*PROVIDED MATERIAL*
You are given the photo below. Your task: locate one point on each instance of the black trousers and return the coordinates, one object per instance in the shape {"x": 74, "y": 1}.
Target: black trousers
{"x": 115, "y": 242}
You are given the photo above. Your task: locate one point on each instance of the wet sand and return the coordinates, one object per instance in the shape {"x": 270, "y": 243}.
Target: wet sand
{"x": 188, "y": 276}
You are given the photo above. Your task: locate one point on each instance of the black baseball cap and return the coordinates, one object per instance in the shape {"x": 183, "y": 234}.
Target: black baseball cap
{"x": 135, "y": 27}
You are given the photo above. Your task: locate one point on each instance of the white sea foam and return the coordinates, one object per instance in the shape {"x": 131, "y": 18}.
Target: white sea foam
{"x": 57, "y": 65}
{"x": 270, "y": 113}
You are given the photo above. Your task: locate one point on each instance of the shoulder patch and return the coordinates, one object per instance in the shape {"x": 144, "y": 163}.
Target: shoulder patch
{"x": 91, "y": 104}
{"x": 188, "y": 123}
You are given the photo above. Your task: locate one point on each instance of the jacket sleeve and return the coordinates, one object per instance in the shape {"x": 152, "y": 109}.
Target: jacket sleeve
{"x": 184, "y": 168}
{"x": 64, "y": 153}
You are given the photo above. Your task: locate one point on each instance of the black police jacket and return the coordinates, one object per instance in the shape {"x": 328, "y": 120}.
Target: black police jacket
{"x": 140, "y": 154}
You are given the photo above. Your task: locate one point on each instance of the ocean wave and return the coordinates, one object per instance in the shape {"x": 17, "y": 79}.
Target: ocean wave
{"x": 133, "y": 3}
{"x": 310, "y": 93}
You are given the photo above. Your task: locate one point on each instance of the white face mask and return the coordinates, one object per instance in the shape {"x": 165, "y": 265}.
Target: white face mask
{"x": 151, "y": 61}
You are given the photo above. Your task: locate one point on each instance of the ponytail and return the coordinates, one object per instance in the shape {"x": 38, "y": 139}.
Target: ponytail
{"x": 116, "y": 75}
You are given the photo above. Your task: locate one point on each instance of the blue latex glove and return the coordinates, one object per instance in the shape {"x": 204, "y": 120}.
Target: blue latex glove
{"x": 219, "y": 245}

*DIRECTIONS FOR THIS TASK*
Only the lines from the start of the material through the line bearing "of the shoulder" are needed, restated exactly, with both end lines included.

*REPLY*
You are given the photo below. Your task: locate one point on each instance of the black trousers and return the coordinates, one object per instance in the shape {"x": 74, "y": 1}.
Target: black trousers
{"x": 115, "y": 242}
You are given the photo above. Your task: locate one point on each instance of the wet sand and return the coordinates, one object per instance in the shape {"x": 270, "y": 243}.
Target: wet sand
{"x": 188, "y": 276}
You are given the photo above. Your task: locate one point on each instance of the black baseball cap and return the coordinates, one object per instance in the shape {"x": 183, "y": 234}.
Target: black baseball cap
{"x": 135, "y": 27}
You are given the photo above. Your task: locate one point on each instance of the white sea foam and return the coordinates, one object per instance in the shape {"x": 131, "y": 18}.
Target: white sea foam
{"x": 57, "y": 65}
{"x": 270, "y": 113}
You are given the photo above. Your task: locate one point on each instance of the shoulder patch and return the coordinates, one object per instance in the shape {"x": 144, "y": 163}.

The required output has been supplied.